======== Fragmento del documento ========

Ante la ocurrencia de un desastre natural, las primeras medidas deben estar orientadas hacia el rescate y la subsistencia de las víctimas, no hay dudas. Suministrar medicamentos, curar heridas, abastecer de agua y alimentos, así como también procurar albergues, representan las prioridades más inmediatas.
Sin embargo, la salud mental no puede soslayarse en ninguna de las fases del proceso, puesto que la misma constituye una condición fundamental para garantizar el bienestar de las personas. De hecho, la salud física y la salud mental funcionan como un sistema, con unos niveles de interdependencia que exigen su atención simultánea.
Las víctimas de un desastre natural no solo incluyen a aquellos que reciben el impacto directo del daño, sino también a sus familiares y amigos cercanos, al personal que integra los equipos de asistencia y a los miembros de la comunidad donde se produjo la tragedia. Todos ellos, aunque de manera diferente, presentan vulnerabilidad ante estos eventos, en función de una serie de variables que incluyen los programas y las políticas de prevención, el entrenamiento previo y la capacidad individual de resiliencia.
Para muchas personas, atravesar un terremoto o un ciclón (entre otros desastres naturales) no deja de ser una experiencia sin consecuencias a largo plazo. Sin embargo, una gran cantidad de las víctimas no corre la misma suerte. A ellas los movimientos telúricos de gran magnitud, así como la furia de los vientos y la inclemencia de las precipitaciones, no solo les arrebata a sus seres queridos y sus propiedades, sino que también les derrumba su organización y realidad habitual, sumergiéndolas en una mezcla de sentimientos relacionados con la ruptura de su equilibrio psíquico y el significado de la vida.
Se trata de verdadero un drama humano, una demanda que excede la capacidad de adaptación y donde el número de casos es tan elevado que no es posible gestionarlos con los servicios rutinarios de emergencia, requiriendo respuestas coordinadas y multisectoriales, incluida la colaboración activa de la propia comunidad.
Ansiedad, pánico, excitación psicomotriz, taquipsiquia, despersonalización, reexperimentación del evento traumático, evitación de los estímulos asociados al trauma, pesadillas, dificultad de concentración, pesimismo e ideas suicidas, son algunas de las marcas del colapso que dejan a su paso estos fenómenos. En algunos casos se pueden observar retraimiento y aplanamiento afectivo.

========

→ **Enunciado del problema**
¿De qué variables depende, según el texto sobre salud mental ante desastres naturales, la vulnerabilidad de las víctimas frente a estos eventos?

======== Datos mostrados ========

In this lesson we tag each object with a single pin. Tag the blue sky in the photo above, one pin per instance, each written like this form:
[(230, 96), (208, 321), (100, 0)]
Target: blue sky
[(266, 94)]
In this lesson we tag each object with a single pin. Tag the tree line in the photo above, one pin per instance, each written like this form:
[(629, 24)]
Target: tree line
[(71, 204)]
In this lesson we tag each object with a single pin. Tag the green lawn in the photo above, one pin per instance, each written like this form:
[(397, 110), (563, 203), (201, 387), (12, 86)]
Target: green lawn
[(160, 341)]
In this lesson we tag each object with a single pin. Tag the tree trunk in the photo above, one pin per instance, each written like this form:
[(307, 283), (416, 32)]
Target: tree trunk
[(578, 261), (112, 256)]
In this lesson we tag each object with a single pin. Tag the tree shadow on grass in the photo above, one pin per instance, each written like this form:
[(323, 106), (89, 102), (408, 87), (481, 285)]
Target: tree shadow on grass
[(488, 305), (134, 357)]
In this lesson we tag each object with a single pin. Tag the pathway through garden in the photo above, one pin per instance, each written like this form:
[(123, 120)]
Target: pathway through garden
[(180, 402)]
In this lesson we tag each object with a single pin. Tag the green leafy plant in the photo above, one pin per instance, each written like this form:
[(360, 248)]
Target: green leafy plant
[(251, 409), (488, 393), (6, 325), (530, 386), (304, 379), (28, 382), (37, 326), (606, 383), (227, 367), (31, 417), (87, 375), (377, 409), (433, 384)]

========

→ **Respuesta del ejercicio**
De los programas y las políticas de prevención, el entrenamiento previo y la capacidad individual de resiliencia.